▶ **REQUIREMENT**
Retype everything in the listing, leaving each line exactly as it is.

RECORDS Start Marker

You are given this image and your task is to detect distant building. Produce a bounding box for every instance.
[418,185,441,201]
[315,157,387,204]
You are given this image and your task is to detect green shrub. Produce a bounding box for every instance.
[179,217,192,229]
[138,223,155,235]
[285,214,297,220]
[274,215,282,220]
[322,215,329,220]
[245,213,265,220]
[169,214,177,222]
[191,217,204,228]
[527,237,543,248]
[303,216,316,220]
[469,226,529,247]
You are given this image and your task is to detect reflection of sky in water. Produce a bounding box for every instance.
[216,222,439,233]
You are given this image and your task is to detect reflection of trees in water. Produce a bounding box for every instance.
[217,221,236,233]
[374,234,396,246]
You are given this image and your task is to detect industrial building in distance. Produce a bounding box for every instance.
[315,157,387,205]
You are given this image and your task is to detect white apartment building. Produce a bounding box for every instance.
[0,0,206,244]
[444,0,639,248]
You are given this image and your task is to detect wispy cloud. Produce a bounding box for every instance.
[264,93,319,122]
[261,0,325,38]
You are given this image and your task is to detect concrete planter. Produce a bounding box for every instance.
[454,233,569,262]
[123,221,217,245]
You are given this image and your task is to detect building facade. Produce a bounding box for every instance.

RECORDS End Marker

▶ **SOLUTION**
You are given this image and your task is to detect distant building. Produce a bounding box for every instance.
[418,185,441,201]
[315,157,387,204]
You are given this image and your task is to detect green shrub. Produce a bounding box for every instance.
[179,217,192,229]
[138,223,155,235]
[285,214,297,220]
[274,215,282,220]
[322,215,329,220]
[245,213,265,220]
[169,214,177,222]
[191,217,204,228]
[527,237,543,248]
[303,216,316,220]
[469,226,529,247]
You are given this image and your task is to detect reflection of sky in water. Produce a bounding box for every instance.
[216,222,439,233]
You are given this image and your task is to detect reflection of trees in water. Produce a bounding box for every instance.
[217,221,236,233]
[374,234,396,246]
You are given this image and your task is to detect industrial building in distance. Produce a bounding box for every instance.
[315,157,387,205]
You are given this image and your task is to detect white apartment building. Produce a bounding box for every instance.
[0,0,206,244]
[444,0,639,248]
You are given this image and your task is to detect wispy cloud. Produce a bounding box for every instance.
[264,93,319,122]
[261,0,325,38]
You are given this image and your task is to detect concrete planter. Produce a bounding box for every instance.
[454,233,569,262]
[123,221,217,245]
You are given this image and your task is to detect building facade. Produce a bounding box for every instance.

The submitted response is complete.